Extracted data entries
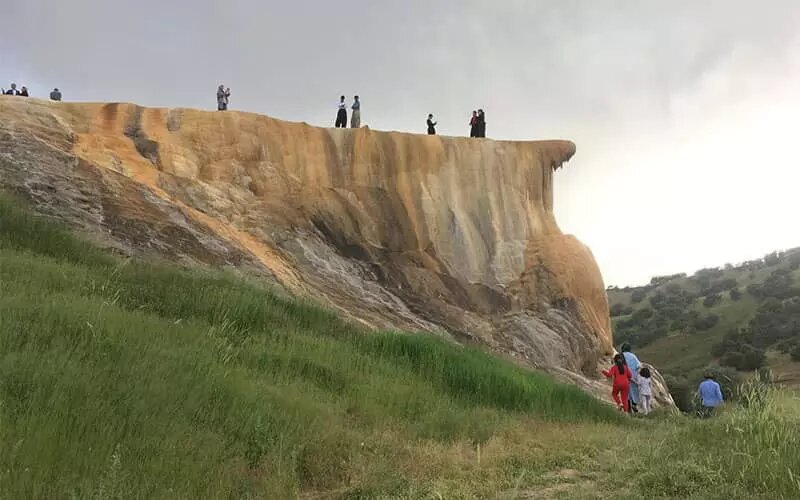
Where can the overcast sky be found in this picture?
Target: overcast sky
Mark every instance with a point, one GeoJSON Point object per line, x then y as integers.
{"type": "Point", "coordinates": [685, 112]}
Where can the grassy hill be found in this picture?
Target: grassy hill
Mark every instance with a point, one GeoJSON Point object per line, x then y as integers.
{"type": "Point", "coordinates": [743, 317]}
{"type": "Point", "coordinates": [136, 379]}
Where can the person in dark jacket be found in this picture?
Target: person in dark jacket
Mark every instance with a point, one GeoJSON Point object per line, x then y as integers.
{"type": "Point", "coordinates": [431, 125]}
{"type": "Point", "coordinates": [355, 118]}
{"type": "Point", "coordinates": [341, 114]}
{"type": "Point", "coordinates": [473, 124]}
{"type": "Point", "coordinates": [481, 124]}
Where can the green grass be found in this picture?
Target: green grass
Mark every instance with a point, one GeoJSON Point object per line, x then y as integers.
{"type": "Point", "coordinates": [198, 382]}
{"type": "Point", "coordinates": [139, 379]}
{"type": "Point", "coordinates": [679, 352]}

_Exercise brief:_
Only the lines from the beginning of the records up to and including the line with "Target: grassy hill" should appear, exactly as they are, and no pictures.

_Response area:_
Where can the overcast sky be found in this picture?
Target: overcast sky
Mark every instance with a point, one GeoJSON Point object per line, x then y as integers.
{"type": "Point", "coordinates": [685, 112]}
Where can the grassy hill be found in this picture?
Target: grassy hill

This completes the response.